• Document text:
12.2 Subject to clauses 4.2, 12.4, 12.5 and 12.8, each party shall hold the other’s Confidential Information in confidence and not make the other’s Confidential Information available to any third party, or use the other’s Confidential Information for any purpose other than the implementation of the Agreement.
12.3 Each party shall take all reasonable steps to ensure that the other’s Confidential
Information to which it has access is not disclosed or distributed by its employees or
agents in violation of the terms of the Agreement.
12.4 A party may disclose Confidential Information to the extent such Confidential
Information is required to be disclosed by law, by any governmental or other regulatory authority or by a court or other authority of competent jurisdiction, provided that, to the extent it is legally permitted to do so, it gives the other party as much notice of such disclosure as possible and, where notice of disclosure is not prohibited and is given in accordance with this clause 12.4, it takes into account the reasonable requests of the other party in relation to the content of such disclosure.

• Instructions:
A – Answer these questions about the confidentiality clauses:
(i) Apart from the implementation of the Agreement, for what purpose may a party use the other's Confidential Information under clause 12.2?
(ii) Under clause 12.3, whose disclosure or distribution must each party take reasonable steps to prevent?
(iii) Under clause 12.4, how much notice must a disclosing party give the other party, to the extent it is legally permitted to do so?
B – Proceed with the confidentiality clauses, starting after the end of clause 12.4.
The listing is separate material and has no connection to the confidentiality clauses.

• Information given:
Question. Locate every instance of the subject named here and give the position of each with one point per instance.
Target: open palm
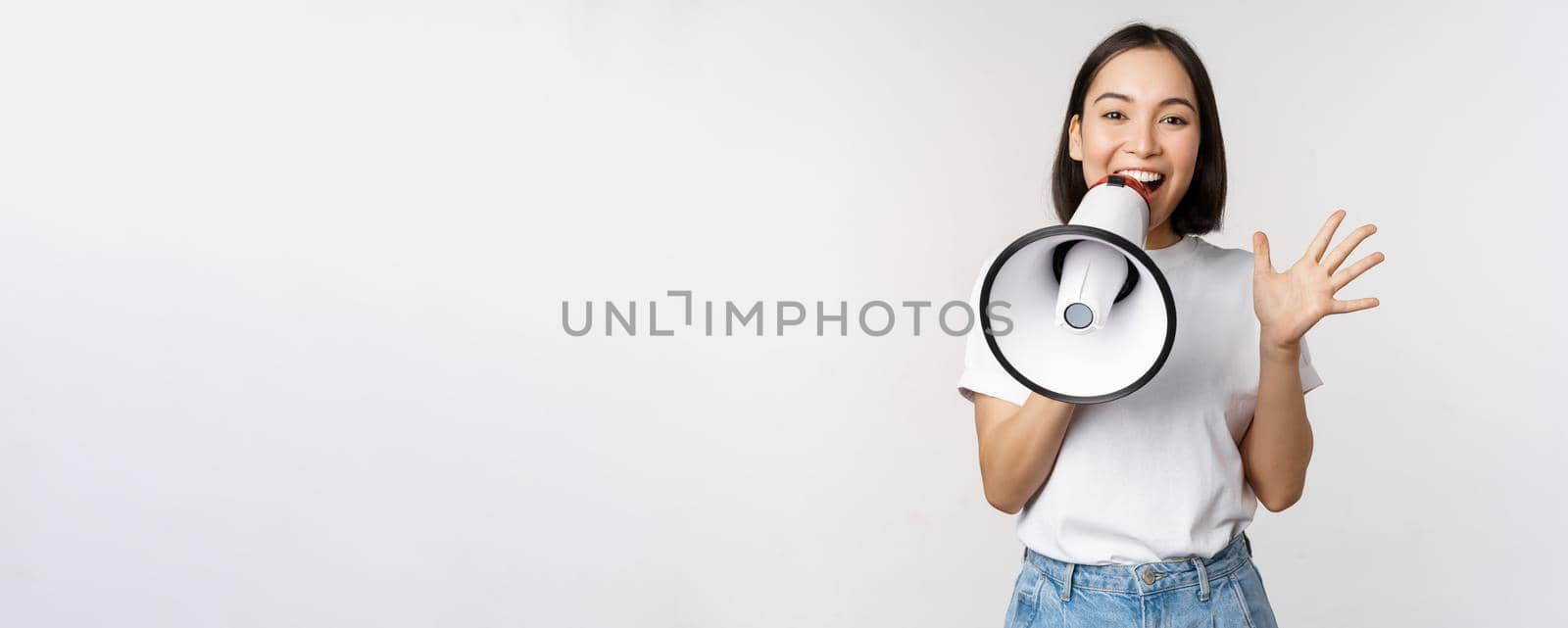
(1291, 303)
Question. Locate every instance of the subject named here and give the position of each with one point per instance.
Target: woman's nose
(1144, 141)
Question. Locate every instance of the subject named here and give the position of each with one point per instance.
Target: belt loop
(1203, 580)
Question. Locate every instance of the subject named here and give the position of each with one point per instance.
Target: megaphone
(1092, 315)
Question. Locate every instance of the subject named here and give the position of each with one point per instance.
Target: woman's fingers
(1261, 262)
(1346, 276)
(1324, 235)
(1355, 306)
(1346, 246)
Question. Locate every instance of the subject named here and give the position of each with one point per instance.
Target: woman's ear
(1074, 140)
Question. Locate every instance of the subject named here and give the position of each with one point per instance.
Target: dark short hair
(1203, 207)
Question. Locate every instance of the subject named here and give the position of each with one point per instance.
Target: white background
(281, 326)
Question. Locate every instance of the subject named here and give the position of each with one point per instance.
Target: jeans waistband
(1149, 577)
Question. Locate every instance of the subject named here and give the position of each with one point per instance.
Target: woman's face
(1141, 120)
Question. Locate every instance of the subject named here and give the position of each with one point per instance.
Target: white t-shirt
(1157, 473)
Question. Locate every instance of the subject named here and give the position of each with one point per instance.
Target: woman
(1134, 510)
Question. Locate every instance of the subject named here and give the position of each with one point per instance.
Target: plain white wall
(282, 282)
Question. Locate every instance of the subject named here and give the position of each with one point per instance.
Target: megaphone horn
(1094, 316)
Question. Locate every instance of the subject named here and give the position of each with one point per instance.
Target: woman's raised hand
(1291, 303)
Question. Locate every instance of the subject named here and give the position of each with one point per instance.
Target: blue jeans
(1223, 591)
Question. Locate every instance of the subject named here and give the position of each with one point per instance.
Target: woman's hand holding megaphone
(1291, 303)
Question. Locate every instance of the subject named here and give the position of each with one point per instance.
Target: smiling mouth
(1150, 180)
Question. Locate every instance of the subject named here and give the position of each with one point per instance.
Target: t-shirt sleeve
(982, 371)
(1309, 378)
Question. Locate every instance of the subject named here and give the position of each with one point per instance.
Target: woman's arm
(1278, 445)
(1018, 447)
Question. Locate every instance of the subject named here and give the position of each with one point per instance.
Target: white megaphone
(1092, 315)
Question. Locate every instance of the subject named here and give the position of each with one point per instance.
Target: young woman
(1134, 509)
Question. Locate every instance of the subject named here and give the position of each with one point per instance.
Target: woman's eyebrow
(1170, 101)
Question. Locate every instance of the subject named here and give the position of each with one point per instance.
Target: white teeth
(1142, 175)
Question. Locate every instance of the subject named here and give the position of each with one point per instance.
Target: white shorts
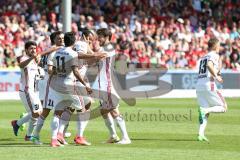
(108, 100)
(31, 101)
(59, 101)
(208, 98)
(82, 93)
(42, 84)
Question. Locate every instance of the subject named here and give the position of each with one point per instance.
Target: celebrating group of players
(56, 80)
(60, 83)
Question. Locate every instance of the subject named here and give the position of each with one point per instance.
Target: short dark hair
(212, 43)
(104, 32)
(69, 38)
(87, 32)
(54, 35)
(30, 43)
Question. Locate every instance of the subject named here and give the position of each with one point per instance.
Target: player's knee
(66, 115)
(225, 107)
(45, 112)
(87, 107)
(104, 113)
(35, 115)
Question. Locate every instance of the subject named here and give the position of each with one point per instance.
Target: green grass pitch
(154, 136)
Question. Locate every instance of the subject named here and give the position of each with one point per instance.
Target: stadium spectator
(170, 33)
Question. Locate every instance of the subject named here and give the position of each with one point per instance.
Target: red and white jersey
(105, 67)
(62, 61)
(205, 80)
(81, 47)
(29, 75)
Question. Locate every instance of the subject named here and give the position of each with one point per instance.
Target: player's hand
(101, 56)
(219, 79)
(89, 90)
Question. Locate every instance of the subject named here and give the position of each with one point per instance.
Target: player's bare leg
(83, 118)
(55, 127)
(109, 122)
(36, 138)
(121, 123)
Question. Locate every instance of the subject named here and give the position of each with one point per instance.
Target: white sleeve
(50, 59)
(214, 58)
(81, 47)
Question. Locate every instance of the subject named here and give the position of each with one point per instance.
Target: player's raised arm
(79, 77)
(50, 50)
(30, 48)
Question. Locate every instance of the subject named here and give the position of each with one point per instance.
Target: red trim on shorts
(28, 100)
(108, 81)
(79, 97)
(47, 91)
(26, 79)
(212, 84)
(221, 97)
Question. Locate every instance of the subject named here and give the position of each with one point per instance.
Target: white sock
(24, 119)
(121, 123)
(31, 126)
(202, 127)
(54, 126)
(110, 125)
(65, 128)
(215, 109)
(39, 125)
(82, 122)
(66, 115)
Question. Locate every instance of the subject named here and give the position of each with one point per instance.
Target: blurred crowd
(146, 33)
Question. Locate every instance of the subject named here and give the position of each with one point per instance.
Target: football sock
(203, 126)
(54, 126)
(66, 115)
(82, 122)
(31, 126)
(39, 125)
(110, 125)
(121, 123)
(215, 109)
(24, 119)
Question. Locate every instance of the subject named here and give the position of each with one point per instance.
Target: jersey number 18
(62, 67)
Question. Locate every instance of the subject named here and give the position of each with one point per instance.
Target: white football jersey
(29, 75)
(205, 81)
(81, 47)
(105, 66)
(62, 61)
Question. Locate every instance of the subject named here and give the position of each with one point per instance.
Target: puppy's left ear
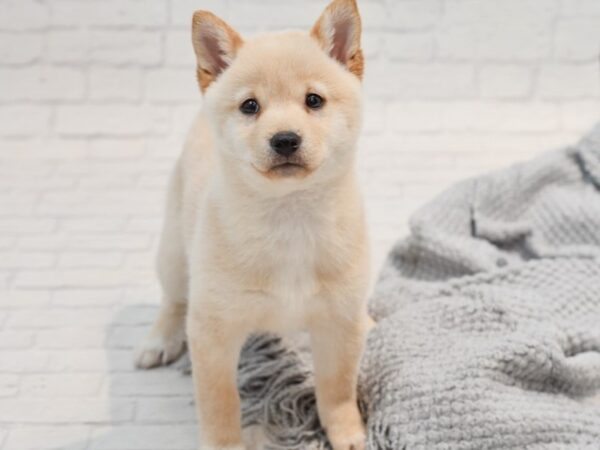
(338, 32)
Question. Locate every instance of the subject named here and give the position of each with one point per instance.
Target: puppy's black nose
(285, 142)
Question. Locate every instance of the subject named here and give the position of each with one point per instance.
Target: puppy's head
(285, 107)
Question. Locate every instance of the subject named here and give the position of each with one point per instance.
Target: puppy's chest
(290, 257)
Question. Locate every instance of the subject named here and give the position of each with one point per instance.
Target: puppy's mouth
(288, 168)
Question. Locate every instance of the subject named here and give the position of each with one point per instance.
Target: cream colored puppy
(265, 228)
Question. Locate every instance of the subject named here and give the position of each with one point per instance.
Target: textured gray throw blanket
(488, 333)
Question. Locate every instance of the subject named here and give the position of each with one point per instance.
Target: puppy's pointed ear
(338, 32)
(215, 45)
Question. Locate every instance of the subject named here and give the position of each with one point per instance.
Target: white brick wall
(95, 98)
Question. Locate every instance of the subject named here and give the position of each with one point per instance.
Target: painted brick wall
(95, 98)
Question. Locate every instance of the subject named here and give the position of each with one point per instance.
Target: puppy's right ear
(215, 45)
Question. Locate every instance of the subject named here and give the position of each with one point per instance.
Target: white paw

• Task-by-task results:
A –
(i) None. Clause 12.2 forbids using it for any purpose other than the implementation of the Agreement.
(ii) The disclosure or distribution by its employees or agents.
(iii) As much notice of such disclosure as possible.

B –
12.5 Each party may make the other’s Confidential Information available to third parties where required for the performance of its obligations under the Agreement provided that the third party to whom such disclosure is made is subject to obligations of confidentiality on substantially the same terms as are set out in this clause 12.
12.6 The Client acknowledges that the details of the Services, the Platform, the
Documentation, the Participant Data and the results of any performance tests of the
Services, constitute Element Human’s Confidential Information.
12.7 Element Human acknowledges that the Client Data may be the Confidential Information of the Client.
12.8 The Client agrees that Element Human may identify the Client as a customer of
Element Human and may use the Client’s company name and logo for marketing and
promotional purposes and the Client grants to Element Human all rights required for
Element Human to be able to do so.
12.9 In performing its obligations under, and receiving its benefits arising from, the Agreement the Client shall comply with the Policies.
12.10 The Client shall comply with all applicable laws, regulations and sanctions relating to anti-bribery and anti-corruption including but not limited to the Bribery Act 2010.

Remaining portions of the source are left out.